__DOCUMENT SEGMENT__:
Illusions and magic come to life in debut circus fiction

Alicia Smock
4 min readJan 7, 2015
For readers who have been looking for a book on magic and want to forget the world for a while, look no further [Photo Credit: Amazon.com]

Does magic truly exist in the world? Can the impossible be possible? Writer Erin Morgenstern brought the impossible to light and magic to life for readers everywhere with her debut novel, The Night Circus. Originally published in 2011, Morgenstern’s novel was treated as what is known as a “blockbuster hit” and continues to entrance the minds of readers everywhere even today.

Stories featuring the circus, whether fiction or non-fiction, have a tendency to show the darker parts of the circus: people with abnormal deformities appeared in freak shows for the entertainment of others, when animals were brought into the circus, they were terribly beaten if they disobeyed, and many people performed in the circus because they had nowhere else to go. However, The Night Circus shows more of the good found within the circuses of old than the bad. Morgenstern focuses on how tight-knit the circus families were, how these performers brought to life imaginings people only believed possible in dreams, and how, even if only for a night, people could forget the bad in the world and enjoy a night of fun and laughter at the circus.

The Night Circus focuses mainly on two magicians: Marco and Celia. Before either had even reached adolescence, the two were thrust into a duel by two older, more experienced magicians and the duel would end when only one was left standing. As Marco and Celia grow, without having even met each other, they gathered performers each with unique talents to perform in the circus they created together called Le Cirque des Rêves, which is translated to “The Circus of Dreams.” Little did the two magicians know that, as the circus grew; they grew closer to each other until a love they never expected sprouted between them.

Le Cirque des Rêves was a special circus no one had ever seen before: the circus would appear out of nowhere and would only open as soon as the sun went down. Throughout the night, people were astonished, amazed, and entranced by what they saw. Normally they could not put into words what they experienced because it felt like living in a dream. As soon as the sun came up, the circus would close and people would leave, wondering whether the circus was a dream or if the world they knew to be real was a dream in itself.

__WHAT NEEDS TO BE DONE__: Please copy the passage of the book review that begins at the words "Alicia Smock" and stops after "everywhere even today.", changing "blockbuster hit" to "runaway success". You can set the material aside; it isn't needed here.

__SUPPLIED MATERIAL__:
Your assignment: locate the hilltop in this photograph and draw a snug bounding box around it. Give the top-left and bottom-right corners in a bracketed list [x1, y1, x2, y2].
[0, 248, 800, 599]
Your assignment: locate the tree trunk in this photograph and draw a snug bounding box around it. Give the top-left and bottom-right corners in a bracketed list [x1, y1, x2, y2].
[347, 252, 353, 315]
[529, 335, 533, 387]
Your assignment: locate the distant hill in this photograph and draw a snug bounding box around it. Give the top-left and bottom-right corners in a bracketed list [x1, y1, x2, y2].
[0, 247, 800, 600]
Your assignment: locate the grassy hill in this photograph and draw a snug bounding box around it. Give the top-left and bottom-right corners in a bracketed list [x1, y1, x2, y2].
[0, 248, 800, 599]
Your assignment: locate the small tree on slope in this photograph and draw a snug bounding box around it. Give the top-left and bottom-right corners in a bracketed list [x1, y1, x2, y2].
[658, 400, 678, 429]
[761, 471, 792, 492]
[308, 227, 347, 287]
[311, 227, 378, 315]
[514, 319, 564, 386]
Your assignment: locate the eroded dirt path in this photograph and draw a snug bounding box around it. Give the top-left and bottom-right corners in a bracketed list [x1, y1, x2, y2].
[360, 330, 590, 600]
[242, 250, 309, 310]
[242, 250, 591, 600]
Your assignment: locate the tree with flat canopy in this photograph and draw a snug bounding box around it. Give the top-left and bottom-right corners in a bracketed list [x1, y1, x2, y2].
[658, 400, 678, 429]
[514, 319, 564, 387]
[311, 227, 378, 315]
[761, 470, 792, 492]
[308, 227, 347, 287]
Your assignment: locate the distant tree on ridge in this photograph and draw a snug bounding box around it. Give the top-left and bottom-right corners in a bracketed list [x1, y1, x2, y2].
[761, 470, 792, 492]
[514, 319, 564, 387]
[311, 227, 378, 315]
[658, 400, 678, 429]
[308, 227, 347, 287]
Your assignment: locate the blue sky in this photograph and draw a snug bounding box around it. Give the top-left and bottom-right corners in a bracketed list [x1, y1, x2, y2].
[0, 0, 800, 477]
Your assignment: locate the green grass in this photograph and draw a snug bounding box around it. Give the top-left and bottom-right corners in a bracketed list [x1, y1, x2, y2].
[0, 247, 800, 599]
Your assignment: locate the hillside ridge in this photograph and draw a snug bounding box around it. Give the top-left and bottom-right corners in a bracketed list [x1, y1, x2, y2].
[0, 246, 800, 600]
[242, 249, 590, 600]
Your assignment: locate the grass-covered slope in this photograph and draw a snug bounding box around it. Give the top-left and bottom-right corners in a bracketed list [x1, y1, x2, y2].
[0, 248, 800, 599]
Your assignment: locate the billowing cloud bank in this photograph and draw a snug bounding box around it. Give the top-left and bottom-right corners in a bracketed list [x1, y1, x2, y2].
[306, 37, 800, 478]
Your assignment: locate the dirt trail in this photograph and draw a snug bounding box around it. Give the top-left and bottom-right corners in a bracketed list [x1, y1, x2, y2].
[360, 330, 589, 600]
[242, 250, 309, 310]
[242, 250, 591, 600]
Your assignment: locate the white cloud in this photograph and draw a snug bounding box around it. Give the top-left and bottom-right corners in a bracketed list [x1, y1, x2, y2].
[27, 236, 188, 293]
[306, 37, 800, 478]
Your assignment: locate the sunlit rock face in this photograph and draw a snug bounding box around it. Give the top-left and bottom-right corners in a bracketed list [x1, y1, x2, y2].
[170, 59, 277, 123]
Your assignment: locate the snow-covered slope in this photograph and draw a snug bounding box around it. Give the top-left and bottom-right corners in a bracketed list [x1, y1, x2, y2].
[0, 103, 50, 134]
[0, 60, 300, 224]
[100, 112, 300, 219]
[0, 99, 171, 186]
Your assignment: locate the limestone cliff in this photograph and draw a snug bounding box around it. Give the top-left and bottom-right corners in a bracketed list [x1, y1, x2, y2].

__FINAL ANSWER__:
Alicia Smock
4 min readJan 7, 2015
For readers who have been looking for a book on magic and want to forget the world for a while, look no further [Photo Credit: Amazon.com]

Does magic truly exist in the world? Can the impossible be possible? Writer Erin Morgenstern brought the impossible to light and magic to life for readers everywhere with her debut novel, The Night Circus. Originally published in 2011, Morgenstern’s novel was treated as what is known as a “runaway success” and continues to entrance the minds of readers everywhere even today.